------ Dataset content

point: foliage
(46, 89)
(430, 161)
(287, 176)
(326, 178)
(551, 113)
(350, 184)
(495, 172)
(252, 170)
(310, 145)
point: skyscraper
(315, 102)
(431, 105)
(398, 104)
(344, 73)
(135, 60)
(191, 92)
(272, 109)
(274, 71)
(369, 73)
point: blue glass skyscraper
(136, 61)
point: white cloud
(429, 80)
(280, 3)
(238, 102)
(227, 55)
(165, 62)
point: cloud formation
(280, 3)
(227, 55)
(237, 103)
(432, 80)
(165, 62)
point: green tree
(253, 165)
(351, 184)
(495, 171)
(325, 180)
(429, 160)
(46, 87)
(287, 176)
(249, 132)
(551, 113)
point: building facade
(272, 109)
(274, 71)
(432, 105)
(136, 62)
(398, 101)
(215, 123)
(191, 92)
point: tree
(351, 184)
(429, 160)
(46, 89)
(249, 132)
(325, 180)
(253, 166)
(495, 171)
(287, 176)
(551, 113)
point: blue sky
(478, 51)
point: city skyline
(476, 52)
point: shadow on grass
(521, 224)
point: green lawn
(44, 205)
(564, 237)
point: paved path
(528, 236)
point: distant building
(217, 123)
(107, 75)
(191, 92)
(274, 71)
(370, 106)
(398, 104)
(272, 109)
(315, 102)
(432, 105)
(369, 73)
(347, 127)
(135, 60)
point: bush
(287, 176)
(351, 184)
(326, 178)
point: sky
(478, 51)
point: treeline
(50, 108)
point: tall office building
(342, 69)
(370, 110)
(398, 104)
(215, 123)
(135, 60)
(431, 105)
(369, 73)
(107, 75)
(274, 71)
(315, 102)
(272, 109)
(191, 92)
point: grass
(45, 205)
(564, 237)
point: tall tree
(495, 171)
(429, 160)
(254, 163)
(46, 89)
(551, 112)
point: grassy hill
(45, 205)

------------

## What the task asks
The lines to reproduce run from the one containing "point: green lawn" to the last line of the listing; print them exactly, including both ends.

## Result of the exercise
point: green lawn
(44, 205)
(564, 237)
point: paved path
(528, 236)
point: distant building
(217, 123)
(107, 75)
(191, 92)
(274, 71)
(370, 106)
(398, 104)
(272, 109)
(315, 102)
(432, 105)
(369, 73)
(347, 127)
(135, 60)
point: bush
(287, 176)
(351, 184)
(326, 178)
point: sky
(478, 51)
point: treeline
(50, 108)
point: tall office building
(342, 69)
(370, 110)
(398, 104)
(215, 123)
(135, 60)
(431, 105)
(369, 73)
(107, 75)
(274, 71)
(315, 102)
(272, 109)
(191, 92)
point: grass
(45, 205)
(564, 237)
point: tall tree
(495, 171)
(429, 160)
(254, 163)
(46, 89)
(551, 112)
point: grassy hill
(45, 205)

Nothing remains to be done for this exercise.